A VM is like a computer having hard drive and memory however it does not have a graphical user interface like our computer screen. We can talk to it via the command line interface/shell etc.
Regions and Zones. Regions are locations around the world while Zones are locations inside the regions and represent physical data centers. Each zone is a single data center.
When we deploy VMs we deploy them in a region and a zone. Usually we deploy them to wherever is closet to our workload.
Memory and CPU options. Main categories are separated in: Micro, small, standard, highmem or high CPU.
Boot Disk Options. We can customize the disk capacity of the VM and choose the type, either a standard persistent disk or a Solid State Disk (SSD). Generally we will want to pick SSD as the cost is not that much different but performance with SSD is much better. Unless we want to store a lot of data on the VM but do not require fast input/output IO operations then think about using Standard disks.
Preemptible Instances. Preemptible instances are a pricing innovation for GCP Compute engine. A Preemptible VM is an instance that we can create and run at a much lower price than normal instances. However this comes with some setbacks.
Compute engine might terminate Preemptible instances at any time due to other people’s workload on GCP, it really depends on the usage at the time. Also, Preemptible instances always self terminate after they run for 24 hours.
Snapshots. Snapshots are used for backup operations or transfer of data. Snapshots are a copy of the disk in that moment of time when we take the Snapshot.
Whatever we have in the storage will be copied, so we can recover lost data if the primary disk fails or transfer contents to a new disk.
Images. When setting up a VM we must choose an Operating System image first. Popular images are Linux based such as Centos and Ubuntu. We can also save the VM disk as an image to be used later or create a new VM using a Snapshot that we have created.
Compute engine is useful if we just want to run an ad hoc function that is not incorporated into the other GCP PaaS products. For example if the app has a backend operation that requires extra work apart from the source code then using VMs on compute engine will be perfect.
gcloud is a tool that provides the primary command-line interface to Google Cloud Platform. For example, to name a few, we can use
gcloud to create and manage:
- Google Compute Engine virtual machine instances and other resources
- Google Cloud SQL instances
- Google Cloud Dataproc clusters and jobs
The gcloud components command group lets us control which tools are installed in the Cloud SDK. It can be used to install, update and remove components of the Cloud SDK, ensuring a clean, up-to-date installation.
gcloud components regularly checks whether updates are available for the tools we already have installed, and gives us the opportunity to upgrade to the latest version.
gcloud components update- To update all components we have to their latest version.
gcloud components list- To see all available components.
gcloud components install <COMPONENT>- To install a component we don’t have.
gcloud components remove <COMPONENT>- To remove a component we no longer need.
The gcloud config command group lets us set, view and unset properties used by Cloud SDK. A configuration is a set of properties that govern the behavior of gcloud and other Cloud SDK tools.
gcloud config GROUP | COMMAND [GCLOUD_WIDE_FLAG ...]
GROUPis one of the following:
configurations- Manage the set of gcloud named configurations.
COMMANDis one of the following:
list- List Cloud SDK properties for the currently active configuration.

___

Continue the notes on Compute Engine and gcloud from the point where they stop.

___

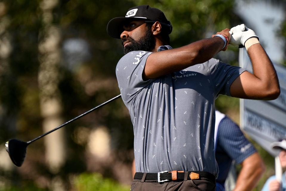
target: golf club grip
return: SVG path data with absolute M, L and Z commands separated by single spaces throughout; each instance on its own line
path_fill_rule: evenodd
M 27 142 L 27 143 L 28 145 L 29 145 L 30 144 L 32 143 L 32 142 L 34 142 L 35 141 L 37 140 L 38 140 L 38 139 L 40 139 L 40 138 L 41 138 L 41 137 L 42 137 L 44 136 L 45 136 L 47 135 L 48 134 L 49 134 L 52 133 L 52 132 L 54 131 L 55 130 L 59 129 L 61 127 L 64 127 L 64 126 L 66 125 L 67 125 L 69 123 L 72 122 L 74 121 L 75 121 L 75 120 L 76 120 L 76 119 L 80 118 L 81 117 L 83 117 L 85 115 L 86 115 L 87 114 L 88 114 L 89 113 L 91 112 L 92 112 L 92 111 L 93 111 L 95 110 L 96 109 L 98 109 L 99 108 L 101 107 L 102 107 L 103 105 L 106 105 L 108 103 L 109 103 L 111 102 L 114 100 L 115 100 L 119 98 L 119 97 L 121 97 L 121 94 L 120 94 L 120 95 L 119 95 L 115 97 L 114 97 L 109 100 L 106 101 L 104 103 L 102 103 L 101 104 L 100 104 L 100 105 L 98 105 L 97 106 L 95 107 L 95 108 L 93 108 L 92 109 L 91 109 L 87 111 L 86 112 L 80 115 L 79 115 L 77 117 L 75 117 L 75 118 L 74 118 L 72 119 L 71 119 L 69 121 L 68 121 L 66 122 L 65 123 L 64 123 L 63 124 L 62 124 L 62 125 L 61 125 L 59 126 L 58 126 L 55 128 L 54 129 L 52 129 L 52 130 L 49 131 L 48 131 L 47 133 L 44 133 L 44 134 L 43 134 L 41 135 L 40 135 L 38 137 L 37 137 L 34 139 L 33 140 L 28 141 L 28 142 Z

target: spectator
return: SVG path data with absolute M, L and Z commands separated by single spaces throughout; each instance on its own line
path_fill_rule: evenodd
M 286 168 L 286 138 L 278 142 L 275 142 L 271 144 L 271 145 L 273 149 L 280 150 L 279 156 L 281 166 L 285 170 Z M 285 172 L 283 173 L 281 182 L 277 179 L 275 175 L 268 178 L 261 191 L 286 191 L 285 174 Z

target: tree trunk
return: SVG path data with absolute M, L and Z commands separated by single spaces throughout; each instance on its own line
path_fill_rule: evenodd
M 43 119 L 43 130 L 46 132 L 63 122 L 61 117 L 62 105 L 58 88 L 61 60 L 59 28 L 53 23 L 53 9 L 57 0 L 43 0 L 40 4 L 42 11 L 43 28 L 39 44 L 40 67 L 38 83 L 40 90 L 41 114 Z M 64 129 L 61 128 L 45 136 L 46 159 L 50 170 L 58 172 L 65 160 Z
M 10 35 L 7 29 L 10 23 L 10 19 L 6 14 L 6 6 L 3 2 L 0 2 L 0 85 L 4 76 L 9 75 L 10 71 L 9 67 L 9 58 L 12 51 Z M 15 133 L 16 129 L 16 116 L 12 114 L 7 116 L 7 108 L 0 103 L 0 123 L 7 128 L 5 131 L 10 131 Z M 8 118 L 8 120 L 7 120 Z M 7 131 L 6 131 L 7 132 Z M 9 156 L 7 154 L 6 148 L 0 147 L 0 167 L 5 171 L 11 170 L 13 167 Z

___

Right answer
set- Set a Cloud SDK property.
unset- Unset a Cloud SDK property.
get-value- Print the value of a Cloud SDK property.
account- Account gcloud should use for authentication. Run
gcloud auth listto see the currently available accounts.
project- Project ID of the Cloud Platform project to operate on by default. This can be overridden by using the global
disable_usage_reporting- If True, anonymous statistics on SDK usage will not be collected. This value is set by default based on your choices during installation, but can be changed at any time.
region- Default region to use when working with regional Compute Engine resources.
zone- Default zone to use when working with zonal Compute Engine resources.
region- Cloud Dataproc region to use.
local_python- Full path to the Python interpreter to use for Cloud ML Engine local predict/train jobs. If not specified, the default path is the one to the Python interpreter found on system PATH.
The gcloud compute command group lets us create, configure and manipulate Google Compute Engine virtual machines.
ssh <INSTANCE>- SSH into a virtual machine instance.
GCP offers many PaaS Storage solutions for different types of data and access methods. The main products are as follows:
- Cloud Storage
- Cloud Datastore
- Cloud SQL
- Cloud Spanner
Cloud Storage is highly durable, stores data redundantly, highly available, infinite scalability and consistent. Mainly used for storing binary or object data such as images, audio, video and backups.
Cloud Storage offers different products for accessibility and archival. Different offerings are:
- Multi-Regional: Ideal for content that is required to be served across geographic regions.
- Regional: For use within a single region.
- Nearline: Used for data accessed less than once a month (Archival solution).
- Coldline: Used for data accessed less than once a year (Archival solution).
The pricing is most expensive for Multi-Regional to the cheapest for coldline as you would expect. One big difference in Google’s archival products such as nearline and coldline is that we can retrieve the stored data in less than a second while for Amazon’s Glacier (which is their archival solution) the retrieval time is (currently) a few hours.
Cloud Storage advantages:
- Large storage, potentially Petabytes of data.
- Can store images, audio, etc.
- Access like a file system.
- Can have various options to suit our needs.
Cloud Storage disadvantages:
- To access have to copy to local disk could affect performance.
- It stores files or blobs so cannot query by content.
Cloud Datastore is a highly scalable and managed NoSQL database. Highly durable and available. Support ACID transactions (which is typical for most SQL data warehouse solutions), SQL-like queries.
Cloud datastore are mainly used for User profiles, such as social network profiles and game statuses.
Cloud Datastore advantages:
- Highly scalable, automatic sharding and replication (Highly available).
- Supports ACID transactions (consistent and durable).
- SQL like queries
- Can update attributes (or add attributes which are like columns and rows)
Cloud Datastore disadvantages:
- Not really any mentionable disadvantages just it is not suitable for some applications as there are better options.
Fully managed SQL database on GCP. Offers high performance, reliability, scalability, security etc. This is basically our standard SQL database but hosted on Google’s Platform which offers superior performance and reliability etc.
Cloud SQL advantages:
- SQL compatible
- Can update a field (so not only append)
Cloud SQL disadvantages:
- Small storage (only Gigabytes)
Cloud Spanner is fully managed, scalable and highly available. Cloud Spanner is currently the only Cloud Storage solution that combines the benefits of a relational database with a non-relational database (NoSQL).
Traditionally, creating a database requires trade-offs. Relational databases are generally a more consistent way to store data and supports SQL transactions however the problem is with capacity.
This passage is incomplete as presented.